It was a double-blind study: neither the subjects nor the people delivering the treatment (food servers) knew which group the participants were in. 


In [None]:
summary = Table(['Age', 'Condition', 'Total', 'Deaths', 'CHD Deaths']).with_rows([
    ['0-34',  'Diet',    1367, 3, 0],
    ['35-44', 'Diet',    728, 3, 0],
    ['45-54', 'Diet',    767, 14, 4],
    ['55-64', 'Diet',    870, 35, 7],
    ['65+',   'Diet',    953, 190, 42],
    ['0-34',  'Control', 1337, 7, 1],
    ['35-44', 'Control', 731, 4, 1],
    ['45-54', 'Control', 816, 16, 4],
    ['55-64', 'Control', 896, 33, 12],
    ['65+',   'Control', 958, 162, 34],   
])
summary

In [None]:
sum(summary.column('Total'))

#Problem: We can't do a permutation test with a summary. We need one row for each individual. 

In [None]:
#We need to assign a death value based on the known proportion of deaths in a group. 
#We can use arange to create an array of true, false values. 

np.arange(12) < 3

In [None]:
#We use that arange command to create an array of deaths (True) based on the number who died in that age group. 
#Can you find the use of the array and how it assigns the correct value for True's in the code belows?

subjects = Table(['Age', 'Condition', 'Participated', 'Died'])
for row in summary.rows:
    i = np.arange(0, row.item('Total'))

(Localization data with one point per instance)

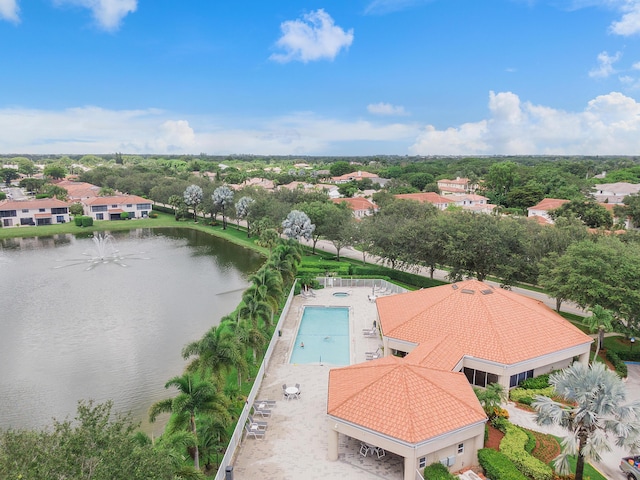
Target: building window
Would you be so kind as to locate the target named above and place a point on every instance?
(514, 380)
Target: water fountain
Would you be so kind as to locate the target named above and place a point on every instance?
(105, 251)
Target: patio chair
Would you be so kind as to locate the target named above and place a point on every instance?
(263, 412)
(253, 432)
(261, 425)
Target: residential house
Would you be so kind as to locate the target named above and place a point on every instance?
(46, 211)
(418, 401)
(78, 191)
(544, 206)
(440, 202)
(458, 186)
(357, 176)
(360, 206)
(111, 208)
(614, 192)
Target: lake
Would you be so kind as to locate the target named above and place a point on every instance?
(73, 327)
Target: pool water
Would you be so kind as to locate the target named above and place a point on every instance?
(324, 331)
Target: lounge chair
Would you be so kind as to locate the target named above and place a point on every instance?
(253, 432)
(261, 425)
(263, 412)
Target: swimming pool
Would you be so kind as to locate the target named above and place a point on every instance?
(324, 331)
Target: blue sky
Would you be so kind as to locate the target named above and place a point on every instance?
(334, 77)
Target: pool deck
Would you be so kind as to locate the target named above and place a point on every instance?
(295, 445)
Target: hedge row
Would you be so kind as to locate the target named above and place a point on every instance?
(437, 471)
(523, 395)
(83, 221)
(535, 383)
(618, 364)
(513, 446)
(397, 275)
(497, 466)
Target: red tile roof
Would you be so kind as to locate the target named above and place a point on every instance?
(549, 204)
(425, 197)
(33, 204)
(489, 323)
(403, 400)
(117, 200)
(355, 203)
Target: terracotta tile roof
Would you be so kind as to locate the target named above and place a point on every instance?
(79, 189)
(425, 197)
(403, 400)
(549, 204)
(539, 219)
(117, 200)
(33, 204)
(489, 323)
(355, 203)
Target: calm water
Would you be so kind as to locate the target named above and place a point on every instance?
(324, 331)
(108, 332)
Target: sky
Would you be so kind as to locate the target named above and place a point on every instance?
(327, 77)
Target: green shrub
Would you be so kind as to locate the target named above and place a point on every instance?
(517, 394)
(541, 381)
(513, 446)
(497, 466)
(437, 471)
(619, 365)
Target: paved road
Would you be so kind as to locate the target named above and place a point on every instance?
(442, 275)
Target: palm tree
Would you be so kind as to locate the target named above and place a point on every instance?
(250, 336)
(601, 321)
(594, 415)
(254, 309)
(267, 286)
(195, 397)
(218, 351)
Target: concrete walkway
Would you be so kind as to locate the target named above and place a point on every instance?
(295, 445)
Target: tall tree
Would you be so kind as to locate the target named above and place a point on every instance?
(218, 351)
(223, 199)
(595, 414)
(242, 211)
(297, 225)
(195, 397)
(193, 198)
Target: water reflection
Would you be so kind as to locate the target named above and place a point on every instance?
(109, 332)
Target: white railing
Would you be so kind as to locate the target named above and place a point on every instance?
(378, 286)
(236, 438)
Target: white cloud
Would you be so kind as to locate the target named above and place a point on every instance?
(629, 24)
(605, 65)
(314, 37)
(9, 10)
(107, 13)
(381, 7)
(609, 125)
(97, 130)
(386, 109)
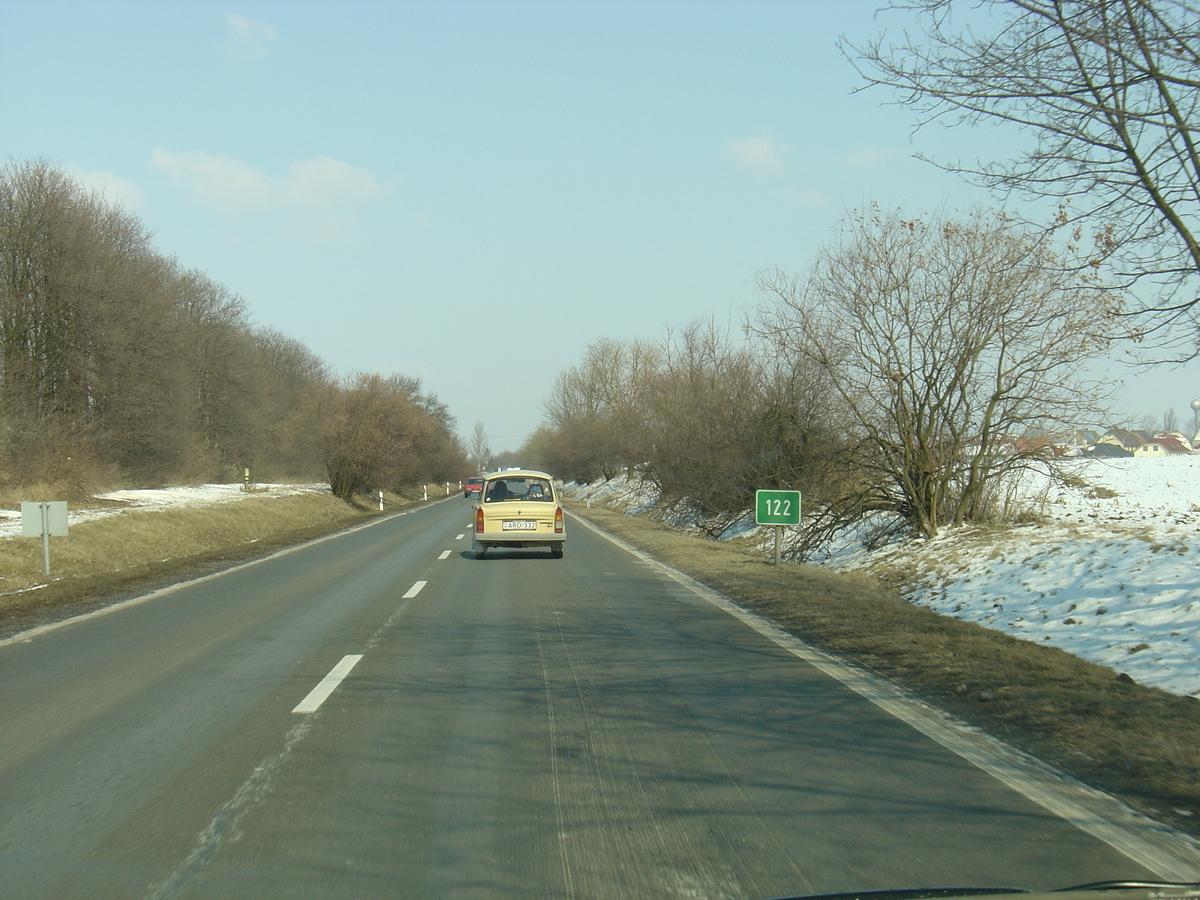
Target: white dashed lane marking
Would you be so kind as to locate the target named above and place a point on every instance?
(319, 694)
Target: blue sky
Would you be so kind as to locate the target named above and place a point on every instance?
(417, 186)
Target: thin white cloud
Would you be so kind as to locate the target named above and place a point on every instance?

--- Parts of the exercise ---
**A)** List the age groups that appear in the summary table of the diet study notebook.
**B)** Please extend the diet study notebook, picking up after its last line of code.

--- Answer section ---
**A)** 0-34, 35-44, 45-54, 55-64, 65+

**B)**
    t = Table().with_columns('Died', i < row.item('Deaths'))
    t.append_column('Age', row.item('Age'))
    t.append_column('Condition', row.item('Condition'))
    t.append_column('Participated', True) #Since everyone participated. 
    subjects.append(t)
subjects

In [None]:
#Does the summary of the newly created table match the original information. 

subjects.group(['Age', 'Condition'], sum)

Now we can conduct an A/B Test.

First check the difference between the death rates of people on the dieat and control group. </br>
Next radomize the Condition assignment then check that difference again. 

In [None]:
#Choose your statistic.
#We want the difference between those who died in each group. 

def hazard_rate(counts):
    return counts.item('Died sum') / counts.item('Participated sum')

def rate_difference(t):
    counts = t.drop('Age').group('Condition', sum)
    return abs(hazard_rate(counts.row(1)) - hazard_rate(counts.row(0)))

rate_difference(subjects)

In [None]:
#Check difference for the youngest subjects.

rate_difference(subjects.where('Age', '0-34'))

In [None]:
#Check difference for the oldest subjects. 

rate_difference(subjects.where('Age', '65+'))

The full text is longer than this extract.